▶ _Task directions_
Copy the part of the rows that runs from the start through the line containing "top-left (46, 0), bottom-right (59, 16)", both ends included, reproducing each line precisely.

▶ _Listed records_

= = = =

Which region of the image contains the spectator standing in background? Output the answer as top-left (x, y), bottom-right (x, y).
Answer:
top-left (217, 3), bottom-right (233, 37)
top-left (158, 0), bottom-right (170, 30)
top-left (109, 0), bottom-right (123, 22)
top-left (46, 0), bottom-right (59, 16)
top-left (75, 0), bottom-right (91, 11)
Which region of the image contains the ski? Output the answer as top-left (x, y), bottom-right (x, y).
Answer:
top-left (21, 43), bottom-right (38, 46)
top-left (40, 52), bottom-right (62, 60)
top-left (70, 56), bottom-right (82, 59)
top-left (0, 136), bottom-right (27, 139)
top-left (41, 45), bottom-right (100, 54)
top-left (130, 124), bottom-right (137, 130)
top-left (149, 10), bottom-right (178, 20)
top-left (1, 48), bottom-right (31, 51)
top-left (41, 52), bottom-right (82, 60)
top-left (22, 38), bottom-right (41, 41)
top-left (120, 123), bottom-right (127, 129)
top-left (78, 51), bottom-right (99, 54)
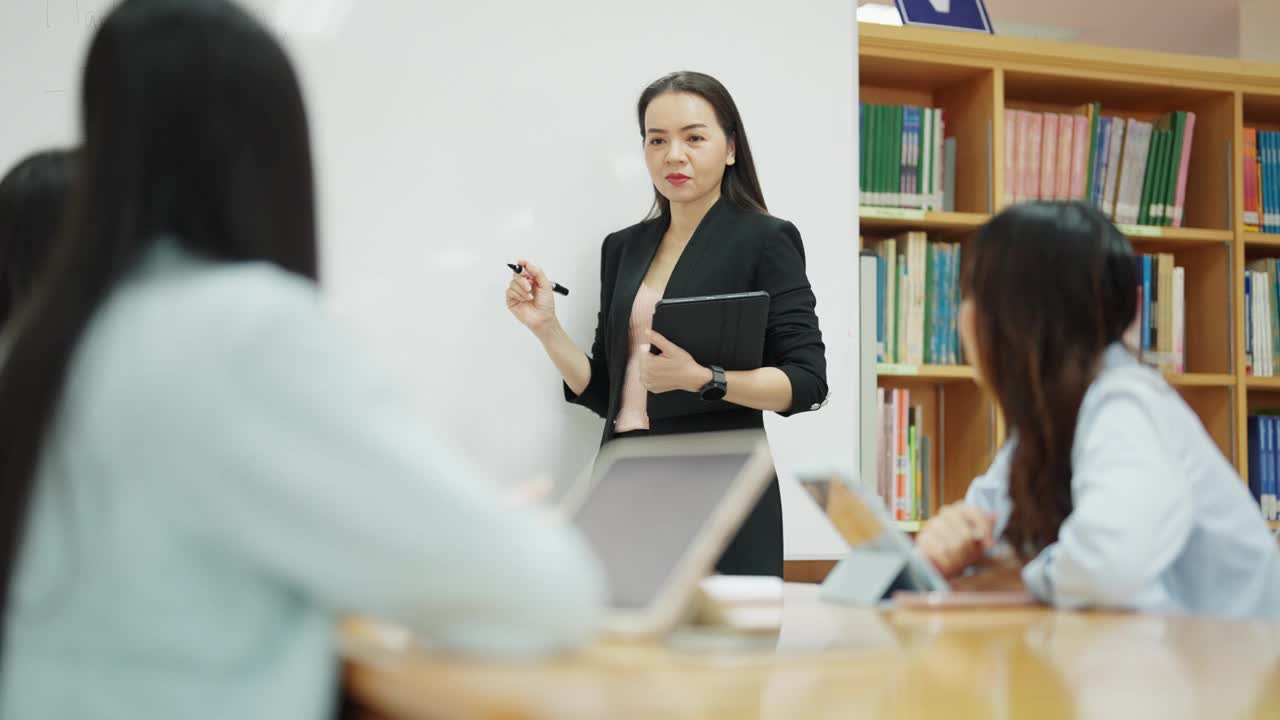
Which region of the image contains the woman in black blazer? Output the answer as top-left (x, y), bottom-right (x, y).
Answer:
top-left (507, 72), bottom-right (827, 575)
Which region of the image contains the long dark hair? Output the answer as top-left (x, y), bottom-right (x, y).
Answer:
top-left (0, 0), bottom-right (316, 643)
top-left (0, 150), bottom-right (76, 327)
top-left (636, 70), bottom-right (768, 218)
top-left (960, 202), bottom-right (1138, 559)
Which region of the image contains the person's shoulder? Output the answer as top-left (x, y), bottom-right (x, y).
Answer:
top-left (602, 218), bottom-right (662, 254)
top-left (86, 240), bottom-right (326, 374)
top-left (1079, 345), bottom-right (1184, 438)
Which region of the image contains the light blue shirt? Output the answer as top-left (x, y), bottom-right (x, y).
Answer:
top-left (965, 345), bottom-right (1280, 618)
top-left (0, 243), bottom-right (603, 720)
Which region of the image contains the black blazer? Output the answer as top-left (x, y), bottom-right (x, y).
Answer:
top-left (564, 197), bottom-right (827, 442)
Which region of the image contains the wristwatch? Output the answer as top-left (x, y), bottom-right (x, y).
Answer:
top-left (698, 365), bottom-right (727, 401)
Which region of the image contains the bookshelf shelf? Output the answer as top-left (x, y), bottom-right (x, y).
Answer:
top-left (1165, 373), bottom-right (1233, 387)
top-left (1244, 375), bottom-right (1280, 389)
top-left (858, 24), bottom-right (1280, 506)
top-left (1117, 225), bottom-right (1234, 244)
top-left (1244, 232), bottom-right (1280, 247)
top-left (876, 363), bottom-right (978, 382)
top-left (859, 206), bottom-right (991, 232)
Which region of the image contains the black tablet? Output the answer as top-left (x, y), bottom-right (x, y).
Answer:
top-left (649, 291), bottom-right (769, 418)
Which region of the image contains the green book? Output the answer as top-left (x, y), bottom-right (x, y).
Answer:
top-left (858, 102), bottom-right (870, 200)
top-left (890, 105), bottom-right (906, 208)
top-left (1138, 129), bottom-right (1165, 225)
top-left (1151, 127), bottom-right (1174, 225)
top-left (860, 105), bottom-right (879, 205)
top-left (1080, 102), bottom-right (1102, 202)
top-left (1164, 110), bottom-right (1187, 227)
top-left (872, 105), bottom-right (888, 205)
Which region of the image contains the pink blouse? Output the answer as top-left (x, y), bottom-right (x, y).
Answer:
top-left (613, 283), bottom-right (666, 433)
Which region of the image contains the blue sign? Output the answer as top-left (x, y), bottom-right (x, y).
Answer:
top-left (895, 0), bottom-right (995, 32)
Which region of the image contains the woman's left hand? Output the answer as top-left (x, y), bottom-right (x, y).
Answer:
top-left (640, 331), bottom-right (712, 393)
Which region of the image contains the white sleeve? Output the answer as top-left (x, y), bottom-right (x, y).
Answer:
top-left (174, 284), bottom-right (603, 653)
top-left (964, 439), bottom-right (1014, 539)
top-left (1023, 388), bottom-right (1192, 607)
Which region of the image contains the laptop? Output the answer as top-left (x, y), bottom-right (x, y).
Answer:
top-left (800, 477), bottom-right (951, 606)
top-left (563, 429), bottom-right (773, 638)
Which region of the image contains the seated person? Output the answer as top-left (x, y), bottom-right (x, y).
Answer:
top-left (918, 202), bottom-right (1280, 618)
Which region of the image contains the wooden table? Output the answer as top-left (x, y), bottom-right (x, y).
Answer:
top-left (343, 584), bottom-right (1280, 720)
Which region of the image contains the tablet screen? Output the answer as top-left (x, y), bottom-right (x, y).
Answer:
top-left (573, 452), bottom-right (751, 610)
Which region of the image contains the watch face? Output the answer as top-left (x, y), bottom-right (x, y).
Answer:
top-left (703, 386), bottom-right (724, 400)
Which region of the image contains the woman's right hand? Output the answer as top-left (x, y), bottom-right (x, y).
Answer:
top-left (507, 260), bottom-right (556, 334)
top-left (915, 502), bottom-right (996, 578)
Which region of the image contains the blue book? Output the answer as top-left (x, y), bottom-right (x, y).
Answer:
top-left (1245, 415), bottom-right (1262, 506)
top-left (1244, 270), bottom-right (1253, 360)
top-left (901, 105), bottom-right (920, 206)
top-left (951, 242), bottom-right (964, 363)
top-left (929, 245), bottom-right (942, 364)
top-left (1089, 118), bottom-right (1111, 208)
top-left (876, 255), bottom-right (886, 363)
top-left (1262, 415), bottom-right (1280, 520)
top-left (938, 243), bottom-right (955, 365)
top-left (1258, 415), bottom-right (1275, 515)
top-left (1142, 255), bottom-right (1151, 352)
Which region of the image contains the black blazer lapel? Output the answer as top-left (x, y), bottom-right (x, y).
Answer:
top-left (660, 197), bottom-right (735, 297)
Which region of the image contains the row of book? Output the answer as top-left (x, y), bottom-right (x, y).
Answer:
top-left (1125, 252), bottom-right (1187, 373)
top-left (1244, 128), bottom-right (1280, 233)
top-left (876, 387), bottom-right (933, 520)
top-left (868, 232), bottom-right (963, 365)
top-left (1247, 410), bottom-right (1280, 520)
top-left (1005, 102), bottom-right (1196, 227)
top-left (1244, 259), bottom-right (1280, 377)
top-left (858, 102), bottom-right (955, 210)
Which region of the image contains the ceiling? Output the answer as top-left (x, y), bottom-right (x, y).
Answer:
top-left (859, 0), bottom-right (1239, 58)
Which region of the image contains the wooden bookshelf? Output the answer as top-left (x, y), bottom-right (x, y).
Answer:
top-left (859, 208), bottom-right (991, 232)
top-left (859, 24), bottom-right (1280, 511)
top-left (876, 363), bottom-right (978, 382)
top-left (1244, 232), bottom-right (1280, 249)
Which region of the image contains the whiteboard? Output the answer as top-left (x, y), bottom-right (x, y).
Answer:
top-left (0, 0), bottom-right (859, 559)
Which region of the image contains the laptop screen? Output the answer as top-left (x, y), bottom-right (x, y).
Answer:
top-left (573, 452), bottom-right (751, 610)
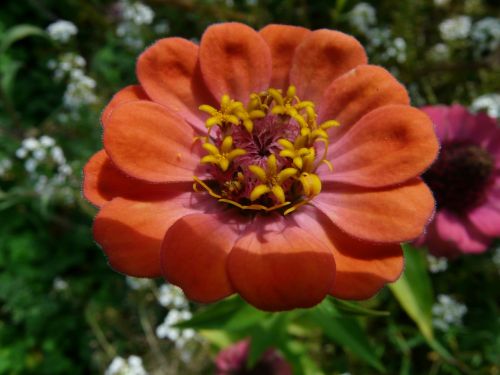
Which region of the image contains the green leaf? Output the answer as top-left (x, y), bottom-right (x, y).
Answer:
top-left (309, 300), bottom-right (384, 372)
top-left (389, 245), bottom-right (434, 340)
top-left (0, 56), bottom-right (21, 99)
top-left (0, 25), bottom-right (47, 54)
top-left (331, 298), bottom-right (390, 316)
top-left (279, 340), bottom-right (324, 375)
top-left (389, 244), bottom-right (454, 361)
top-left (175, 296), bottom-right (245, 329)
top-left (247, 313), bottom-right (289, 368)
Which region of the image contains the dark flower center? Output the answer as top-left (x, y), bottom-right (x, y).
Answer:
top-left (422, 143), bottom-right (493, 214)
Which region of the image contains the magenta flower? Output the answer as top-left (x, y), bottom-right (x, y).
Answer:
top-left (215, 340), bottom-right (292, 375)
top-left (416, 105), bottom-right (500, 257)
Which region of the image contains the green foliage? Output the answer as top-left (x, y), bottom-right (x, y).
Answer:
top-left (0, 0), bottom-right (500, 375)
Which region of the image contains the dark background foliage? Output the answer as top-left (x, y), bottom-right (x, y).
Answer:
top-left (0, 0), bottom-right (500, 375)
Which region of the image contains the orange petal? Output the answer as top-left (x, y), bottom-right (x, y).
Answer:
top-left (137, 38), bottom-right (214, 131)
top-left (200, 22), bottom-right (272, 103)
top-left (290, 29), bottom-right (368, 104)
top-left (104, 101), bottom-right (200, 182)
top-left (101, 85), bottom-right (149, 126)
top-left (294, 206), bottom-right (404, 300)
top-left (318, 65), bottom-right (410, 137)
top-left (260, 25), bottom-right (311, 90)
top-left (162, 214), bottom-right (245, 303)
top-left (313, 179), bottom-right (434, 242)
top-left (94, 191), bottom-right (195, 277)
top-left (321, 105), bottom-right (439, 187)
top-left (227, 217), bottom-right (335, 311)
top-left (83, 150), bottom-right (185, 207)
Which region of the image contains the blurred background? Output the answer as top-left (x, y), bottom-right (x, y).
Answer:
top-left (0, 0), bottom-right (500, 375)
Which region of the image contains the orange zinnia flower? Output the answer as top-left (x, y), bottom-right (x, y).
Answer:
top-left (84, 23), bottom-right (438, 311)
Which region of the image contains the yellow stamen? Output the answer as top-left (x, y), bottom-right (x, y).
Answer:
top-left (201, 135), bottom-right (247, 172)
top-left (194, 85), bottom-right (339, 215)
top-left (248, 154), bottom-right (298, 203)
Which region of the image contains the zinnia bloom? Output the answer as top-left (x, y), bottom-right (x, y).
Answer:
top-left (416, 105), bottom-right (500, 257)
top-left (215, 340), bottom-right (292, 375)
top-left (84, 23), bottom-right (438, 311)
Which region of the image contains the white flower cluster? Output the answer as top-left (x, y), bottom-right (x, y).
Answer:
top-left (349, 3), bottom-right (377, 34)
top-left (158, 284), bottom-right (189, 310)
top-left (432, 294), bottom-right (467, 331)
top-left (156, 284), bottom-right (196, 361)
top-left (349, 3), bottom-right (407, 63)
top-left (427, 254), bottom-right (448, 273)
top-left (47, 52), bottom-right (87, 81)
top-left (439, 16), bottom-right (472, 42)
top-left (48, 52), bottom-right (97, 110)
top-left (116, 0), bottom-right (155, 49)
top-left (104, 355), bottom-right (148, 375)
top-left (63, 70), bottom-right (97, 110)
top-left (471, 94), bottom-right (500, 119)
top-left (16, 135), bottom-right (72, 195)
top-left (471, 17), bottom-right (500, 54)
top-left (47, 20), bottom-right (78, 43)
top-left (366, 28), bottom-right (407, 63)
top-left (122, 1), bottom-right (155, 26)
top-left (0, 158), bottom-right (12, 178)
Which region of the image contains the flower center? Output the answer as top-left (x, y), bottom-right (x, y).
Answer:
top-left (422, 143), bottom-right (493, 214)
top-left (194, 86), bottom-right (339, 215)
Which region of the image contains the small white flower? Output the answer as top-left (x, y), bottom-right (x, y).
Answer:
top-left (63, 69), bottom-right (97, 109)
top-left (22, 137), bottom-right (40, 151)
top-left (104, 355), bottom-right (148, 375)
top-left (153, 20), bottom-right (170, 35)
top-left (24, 159), bottom-right (38, 173)
top-left (47, 20), bottom-right (78, 43)
top-left (439, 16), bottom-right (472, 41)
top-left (33, 148), bottom-right (47, 161)
top-left (52, 277), bottom-right (69, 292)
top-left (16, 147), bottom-right (28, 159)
top-left (471, 94), bottom-right (500, 118)
top-left (39, 135), bottom-right (56, 147)
top-left (427, 254), bottom-right (448, 273)
top-left (50, 146), bottom-right (66, 164)
top-left (122, 1), bottom-right (155, 26)
top-left (156, 309), bottom-right (196, 349)
top-left (432, 294), bottom-right (467, 331)
top-left (471, 17), bottom-right (500, 53)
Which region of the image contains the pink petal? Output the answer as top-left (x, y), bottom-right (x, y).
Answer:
top-left (227, 216), bottom-right (335, 311)
top-left (162, 214), bottom-right (245, 303)
top-left (137, 38), bottom-right (215, 131)
top-left (199, 22), bottom-right (272, 103)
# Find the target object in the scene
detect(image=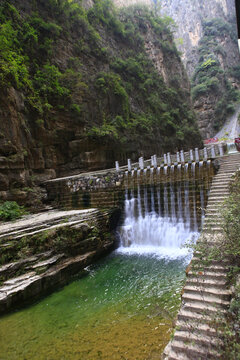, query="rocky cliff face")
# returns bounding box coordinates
[161,0,238,75]
[116,0,240,138]
[0,0,201,207]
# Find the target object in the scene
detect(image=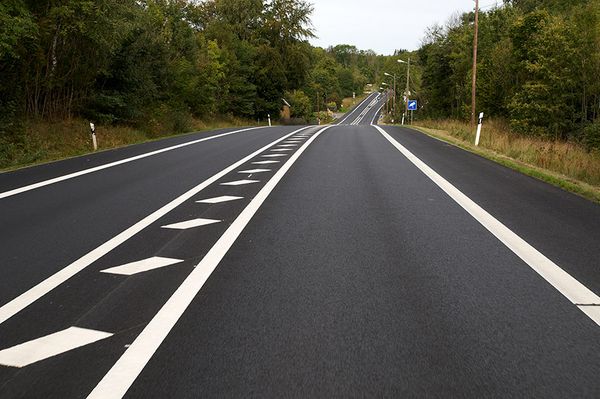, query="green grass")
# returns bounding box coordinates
[0,117,264,171]
[412,121,600,203]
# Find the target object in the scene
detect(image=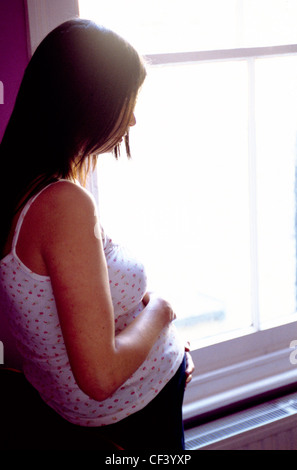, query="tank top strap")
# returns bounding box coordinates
[11,180,66,254]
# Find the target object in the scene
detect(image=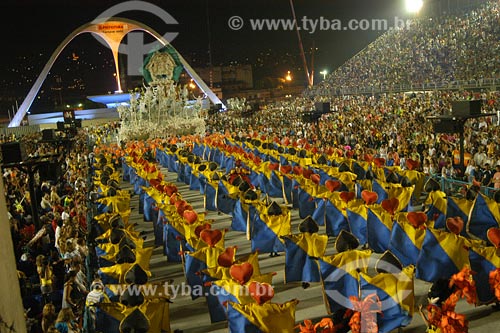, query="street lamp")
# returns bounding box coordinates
[405,0,424,14]
[319,69,328,81]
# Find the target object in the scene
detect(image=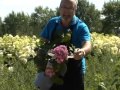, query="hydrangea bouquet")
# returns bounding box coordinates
[34,29,74,84]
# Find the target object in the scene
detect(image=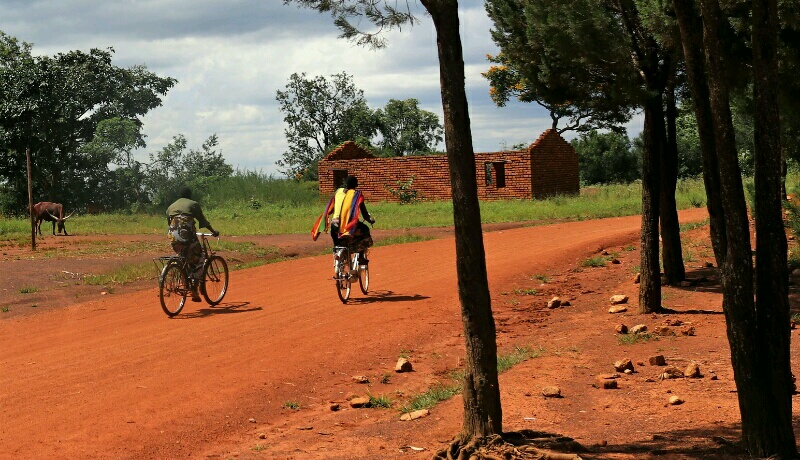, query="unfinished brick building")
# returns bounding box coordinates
[319,129,580,202]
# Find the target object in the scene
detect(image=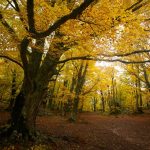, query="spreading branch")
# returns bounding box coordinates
[27,0,94,38]
[0,55,23,68]
[56,56,150,64]
[100,49,150,57]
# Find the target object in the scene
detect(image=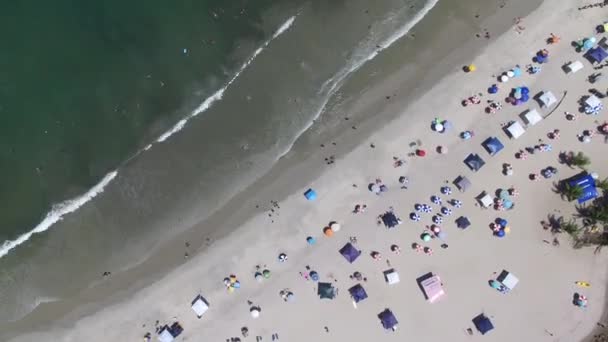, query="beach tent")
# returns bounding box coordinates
[507,121,526,139]
[456,216,471,229]
[464,153,486,171]
[566,172,599,203]
[521,109,543,126]
[473,314,494,335]
[417,272,445,303]
[304,189,317,201]
[192,294,209,318]
[482,137,505,156]
[348,284,367,303]
[538,91,557,108]
[564,61,583,74]
[340,242,361,263]
[378,309,399,331]
[382,211,399,228]
[454,176,472,192]
[317,283,336,299]
[587,46,608,63]
[383,268,399,285]
[496,270,519,290]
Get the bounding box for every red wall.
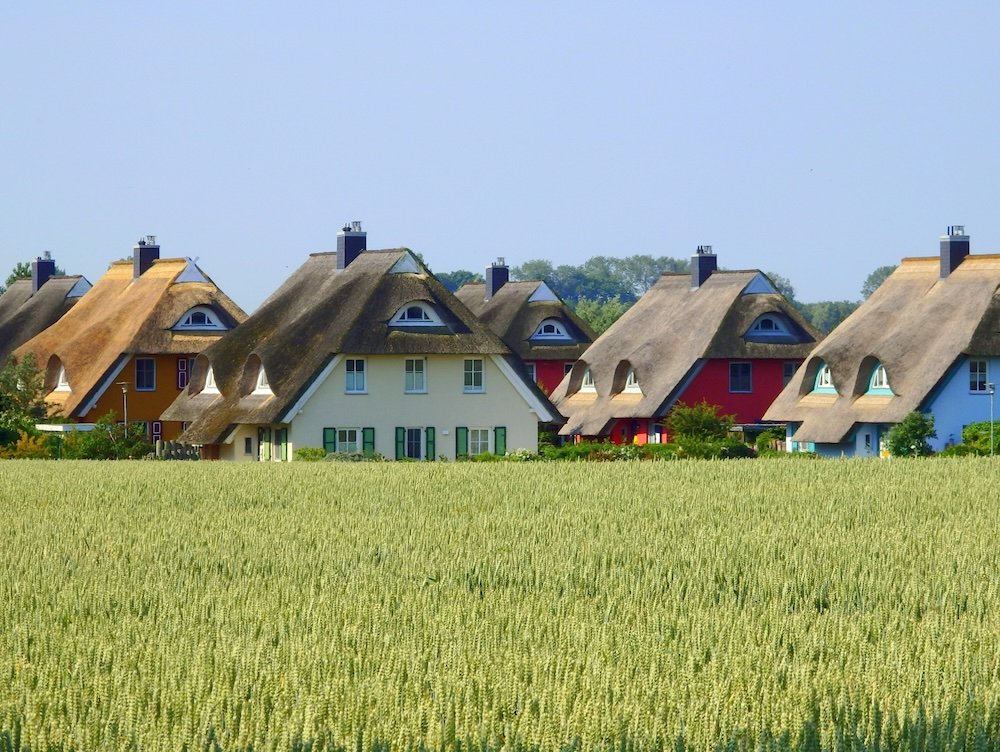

= = = =

▶ _Solution_
Which region of the image contains the spectator standing in background? Output the answer as top-left (x, y), bottom-right (x, y).
Answer:
top-left (217, 3), bottom-right (233, 37)
top-left (158, 0), bottom-right (170, 30)
top-left (109, 0), bottom-right (123, 22)
top-left (46, 0), bottom-right (59, 16)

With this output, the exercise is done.